Task instructions:
Find each line below that contains the word "white" and copy those lines. Treat uppercase and lowercase letters as different.

Supplied data:

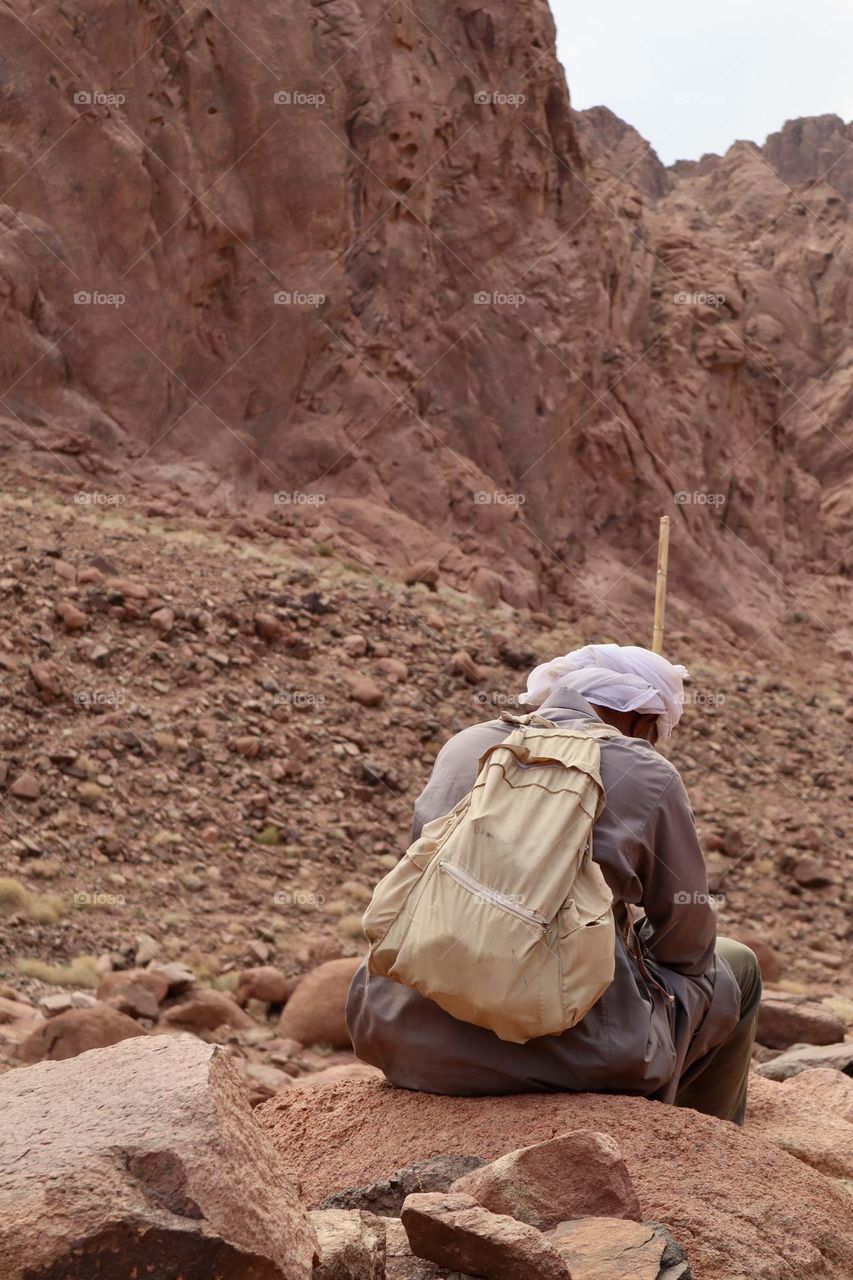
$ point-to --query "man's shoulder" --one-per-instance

--

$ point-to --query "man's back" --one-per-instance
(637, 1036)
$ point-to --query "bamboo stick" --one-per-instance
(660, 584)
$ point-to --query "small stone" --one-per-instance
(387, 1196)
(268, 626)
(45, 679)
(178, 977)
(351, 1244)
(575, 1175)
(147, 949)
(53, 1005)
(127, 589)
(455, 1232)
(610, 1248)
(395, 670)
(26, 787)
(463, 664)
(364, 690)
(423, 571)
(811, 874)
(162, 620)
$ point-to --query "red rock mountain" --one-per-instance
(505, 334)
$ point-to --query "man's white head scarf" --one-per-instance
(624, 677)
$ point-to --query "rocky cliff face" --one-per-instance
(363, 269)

* * *

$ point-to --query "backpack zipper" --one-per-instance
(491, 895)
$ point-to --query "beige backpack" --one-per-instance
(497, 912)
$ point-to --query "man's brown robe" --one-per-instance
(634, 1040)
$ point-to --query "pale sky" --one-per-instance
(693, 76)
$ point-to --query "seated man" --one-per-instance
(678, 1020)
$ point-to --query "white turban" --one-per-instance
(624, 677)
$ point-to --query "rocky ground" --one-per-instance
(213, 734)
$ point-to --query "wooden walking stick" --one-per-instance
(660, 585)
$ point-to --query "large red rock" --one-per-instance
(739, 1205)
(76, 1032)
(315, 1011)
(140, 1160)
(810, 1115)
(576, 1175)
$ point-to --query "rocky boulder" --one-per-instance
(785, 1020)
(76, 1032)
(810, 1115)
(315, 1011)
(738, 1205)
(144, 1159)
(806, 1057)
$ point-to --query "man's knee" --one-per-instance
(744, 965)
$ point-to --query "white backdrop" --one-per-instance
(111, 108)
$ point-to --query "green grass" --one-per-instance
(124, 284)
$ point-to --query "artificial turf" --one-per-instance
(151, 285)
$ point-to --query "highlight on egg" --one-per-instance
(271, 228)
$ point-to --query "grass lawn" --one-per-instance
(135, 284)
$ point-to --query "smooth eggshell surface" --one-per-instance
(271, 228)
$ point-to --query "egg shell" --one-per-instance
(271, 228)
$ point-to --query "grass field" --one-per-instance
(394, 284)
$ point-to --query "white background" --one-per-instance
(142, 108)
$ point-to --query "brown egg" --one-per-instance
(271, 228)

Exercise solution:
$ point-to --query "man's white head scarf" --one-per-instance
$ point-to --query "white turban" --one-per-instance
$ point-to --query "white backdrop" --one-per-instance
$ point-to --query "white background" --one-per-instance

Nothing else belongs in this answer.